[[ SELECTED EXTRACT open ]]

Geoff Lawson, the former Test cricketer who now coaches the national Pakistan team, is the latest voice from there to insist that the Australian team will be in no danger if they tour there this year as scheduled.
Unsurprisingly, the same message is emanating from Pakistan’s cricket community in general.
They are desperate for the world’s best team to visit, fearing the game will be damaged if it does not.
Test captain Shoaib Malik and former skipper Imran Khan, now a politician, have both urged the Australians to fulfil the commitment, which involves three Tests, five one-day matches and a twenty20 match in March.
Cricket Australia will make a decision when it has investigated the situation and taken advice from the Government.
As usual, the argument is that sporting teams are never the targets of terrorists. True - not since the Munich Olympics outrage 36 years ago have athletes been in the gunsights.
No cricket team has ever been attacked. And Lawson insists that despite the high level of civil unrest after the assassination of former prime minister Benazir Bhutto, life proceeds normally and safely. For him, anyway.
But does that mean that any Australian players who fear for their safety if they have to make this trip - and Andrew Symonds has already indicated that he does - are jumping at shadows? Definitely not.
Bhutto’s assassination was the 52nd suicide bombing in Pakistan last year, and you don’t have to be in anybody’s sights to be on the wrong end of that.
I know. I consider myself fortunate to have survived just such an atrocity in Colombo, Sri Lanka, early in 1996, when a carload of explosives was driven into a major bank in the central business district. About 100 people were killed and 1000 injured.
I was in a hotel room little more than a 10-minute walk away when the explosion happened, but I had walked past that bank twice a day for the previous four days.

[[ SELECTED EXTRACT closed ]]
[[ RECORDS PROVIDED open ]]

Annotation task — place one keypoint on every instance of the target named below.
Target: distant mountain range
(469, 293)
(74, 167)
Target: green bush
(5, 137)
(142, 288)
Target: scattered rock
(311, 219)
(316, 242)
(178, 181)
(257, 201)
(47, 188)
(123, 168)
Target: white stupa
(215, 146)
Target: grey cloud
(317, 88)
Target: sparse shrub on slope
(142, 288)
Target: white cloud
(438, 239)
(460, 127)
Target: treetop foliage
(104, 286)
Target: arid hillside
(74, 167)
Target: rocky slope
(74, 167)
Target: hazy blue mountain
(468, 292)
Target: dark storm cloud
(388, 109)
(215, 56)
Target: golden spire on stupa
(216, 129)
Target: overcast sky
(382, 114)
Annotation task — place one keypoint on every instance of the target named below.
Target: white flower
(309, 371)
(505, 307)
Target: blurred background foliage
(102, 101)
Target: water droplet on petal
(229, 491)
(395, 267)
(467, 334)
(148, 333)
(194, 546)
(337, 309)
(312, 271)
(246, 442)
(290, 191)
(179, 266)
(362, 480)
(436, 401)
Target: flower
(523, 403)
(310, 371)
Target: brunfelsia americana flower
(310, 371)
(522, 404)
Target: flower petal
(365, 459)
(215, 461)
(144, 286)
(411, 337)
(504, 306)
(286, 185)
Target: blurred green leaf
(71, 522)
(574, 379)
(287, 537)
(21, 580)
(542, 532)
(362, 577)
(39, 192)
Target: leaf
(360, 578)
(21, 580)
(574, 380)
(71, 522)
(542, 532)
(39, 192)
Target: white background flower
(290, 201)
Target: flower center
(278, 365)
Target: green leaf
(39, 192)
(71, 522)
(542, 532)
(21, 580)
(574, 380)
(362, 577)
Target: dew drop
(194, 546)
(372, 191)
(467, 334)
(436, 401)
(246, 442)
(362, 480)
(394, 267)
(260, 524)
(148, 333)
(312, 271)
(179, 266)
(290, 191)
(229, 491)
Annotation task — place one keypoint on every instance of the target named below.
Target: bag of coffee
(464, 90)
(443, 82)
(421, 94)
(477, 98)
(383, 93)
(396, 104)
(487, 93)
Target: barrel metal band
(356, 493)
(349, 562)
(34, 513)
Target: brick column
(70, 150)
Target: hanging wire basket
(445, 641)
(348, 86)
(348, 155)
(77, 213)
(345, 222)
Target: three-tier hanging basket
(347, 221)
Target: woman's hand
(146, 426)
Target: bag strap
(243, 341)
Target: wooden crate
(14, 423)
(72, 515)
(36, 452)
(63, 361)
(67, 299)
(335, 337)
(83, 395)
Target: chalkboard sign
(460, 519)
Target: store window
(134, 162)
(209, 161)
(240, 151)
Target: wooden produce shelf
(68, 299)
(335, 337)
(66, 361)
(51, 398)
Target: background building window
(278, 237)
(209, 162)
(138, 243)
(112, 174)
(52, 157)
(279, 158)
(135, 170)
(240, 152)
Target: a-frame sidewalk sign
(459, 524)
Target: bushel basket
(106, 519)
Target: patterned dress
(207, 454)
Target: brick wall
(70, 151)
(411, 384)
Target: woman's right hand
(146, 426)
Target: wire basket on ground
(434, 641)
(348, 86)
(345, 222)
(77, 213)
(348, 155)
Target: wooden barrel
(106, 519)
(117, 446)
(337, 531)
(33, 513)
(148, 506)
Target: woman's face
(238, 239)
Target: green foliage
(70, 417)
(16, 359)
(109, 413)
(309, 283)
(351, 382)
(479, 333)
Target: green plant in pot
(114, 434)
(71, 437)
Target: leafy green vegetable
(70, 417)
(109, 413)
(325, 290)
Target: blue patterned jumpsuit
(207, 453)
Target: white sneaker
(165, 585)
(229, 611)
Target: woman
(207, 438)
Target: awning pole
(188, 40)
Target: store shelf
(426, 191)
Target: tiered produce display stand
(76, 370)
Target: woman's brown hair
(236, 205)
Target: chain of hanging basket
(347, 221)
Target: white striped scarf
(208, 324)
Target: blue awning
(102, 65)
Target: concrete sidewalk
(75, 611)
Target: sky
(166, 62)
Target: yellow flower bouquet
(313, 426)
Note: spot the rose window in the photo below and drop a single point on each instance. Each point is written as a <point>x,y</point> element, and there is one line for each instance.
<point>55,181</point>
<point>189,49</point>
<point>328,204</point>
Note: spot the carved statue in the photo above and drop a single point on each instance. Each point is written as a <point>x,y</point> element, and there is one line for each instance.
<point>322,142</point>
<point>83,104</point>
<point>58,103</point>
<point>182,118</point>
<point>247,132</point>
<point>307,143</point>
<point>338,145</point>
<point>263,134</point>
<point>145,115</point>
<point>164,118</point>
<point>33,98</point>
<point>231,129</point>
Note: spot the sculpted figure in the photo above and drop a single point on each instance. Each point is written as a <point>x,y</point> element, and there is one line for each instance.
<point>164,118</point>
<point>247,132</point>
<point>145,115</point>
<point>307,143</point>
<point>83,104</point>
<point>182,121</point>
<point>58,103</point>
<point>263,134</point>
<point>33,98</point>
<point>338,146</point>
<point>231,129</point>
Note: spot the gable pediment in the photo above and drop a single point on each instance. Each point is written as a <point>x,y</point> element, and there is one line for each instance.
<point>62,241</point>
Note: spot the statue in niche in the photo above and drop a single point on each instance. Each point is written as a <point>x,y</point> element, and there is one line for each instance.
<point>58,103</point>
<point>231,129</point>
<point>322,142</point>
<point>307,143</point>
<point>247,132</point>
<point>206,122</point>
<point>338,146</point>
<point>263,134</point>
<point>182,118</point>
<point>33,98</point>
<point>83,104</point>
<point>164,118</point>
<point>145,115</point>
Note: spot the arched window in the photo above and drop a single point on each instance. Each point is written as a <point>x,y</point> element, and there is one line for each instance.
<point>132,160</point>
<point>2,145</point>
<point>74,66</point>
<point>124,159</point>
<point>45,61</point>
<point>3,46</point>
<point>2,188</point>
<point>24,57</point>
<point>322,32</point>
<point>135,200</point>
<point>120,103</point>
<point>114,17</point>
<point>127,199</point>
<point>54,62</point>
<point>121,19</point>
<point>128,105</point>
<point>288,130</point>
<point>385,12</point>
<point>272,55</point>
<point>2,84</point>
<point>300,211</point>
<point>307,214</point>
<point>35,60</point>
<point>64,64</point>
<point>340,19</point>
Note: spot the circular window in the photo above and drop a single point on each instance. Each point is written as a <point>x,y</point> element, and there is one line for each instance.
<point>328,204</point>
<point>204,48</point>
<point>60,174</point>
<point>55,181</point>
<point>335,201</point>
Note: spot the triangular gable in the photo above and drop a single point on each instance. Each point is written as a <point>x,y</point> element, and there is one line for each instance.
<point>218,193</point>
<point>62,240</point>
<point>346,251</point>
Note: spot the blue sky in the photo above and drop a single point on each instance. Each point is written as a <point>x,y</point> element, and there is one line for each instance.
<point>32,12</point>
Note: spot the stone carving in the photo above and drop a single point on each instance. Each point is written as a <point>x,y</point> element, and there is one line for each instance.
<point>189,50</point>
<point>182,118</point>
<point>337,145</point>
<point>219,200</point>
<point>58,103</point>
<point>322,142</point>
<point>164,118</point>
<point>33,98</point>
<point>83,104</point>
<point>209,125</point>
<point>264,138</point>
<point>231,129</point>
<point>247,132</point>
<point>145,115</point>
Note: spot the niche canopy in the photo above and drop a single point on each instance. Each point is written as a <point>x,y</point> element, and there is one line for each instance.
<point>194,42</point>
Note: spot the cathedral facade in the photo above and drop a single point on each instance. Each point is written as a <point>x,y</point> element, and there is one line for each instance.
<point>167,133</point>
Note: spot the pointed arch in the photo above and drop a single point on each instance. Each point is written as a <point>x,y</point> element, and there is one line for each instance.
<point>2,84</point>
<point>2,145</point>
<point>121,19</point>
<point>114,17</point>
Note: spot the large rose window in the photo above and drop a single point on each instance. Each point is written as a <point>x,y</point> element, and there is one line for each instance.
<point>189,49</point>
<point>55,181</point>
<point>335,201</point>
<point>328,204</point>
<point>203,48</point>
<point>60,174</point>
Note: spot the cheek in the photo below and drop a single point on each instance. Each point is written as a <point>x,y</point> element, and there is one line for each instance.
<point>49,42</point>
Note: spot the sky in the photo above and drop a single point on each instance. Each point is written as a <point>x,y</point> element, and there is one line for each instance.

[[ RECORDS PROVIDED closed ]]

Can you copy the part of the article on the Australian cricket tour of Pakistan between "But does that" and "previous four days.", inclusive, word for word? The records have nothing to do with the text and are not tied to it.

But does that mean that any Australian players who fear for their safety if they have to make this trip - and Andrew Symonds has already indicated that he does - are jumping at shadows? Definitely not.
Bhutto’s assassination was the 52nd suicide bombing in Pakistan last year, and you don’t have to be in anybody’s sights to be on the wrong end of that.
I know. I consider myself fortunate to have survived just such an atrocity in Colombo, Sri Lanka, early in 1996, when a carload of explosives was driven into a major bank in the central business district. About 100 people were killed and 1000 injured.
I was in a hotel room little more than a 10-minute walk away when the explosion happened, but I had walked past that bank twice a day for the previous four days.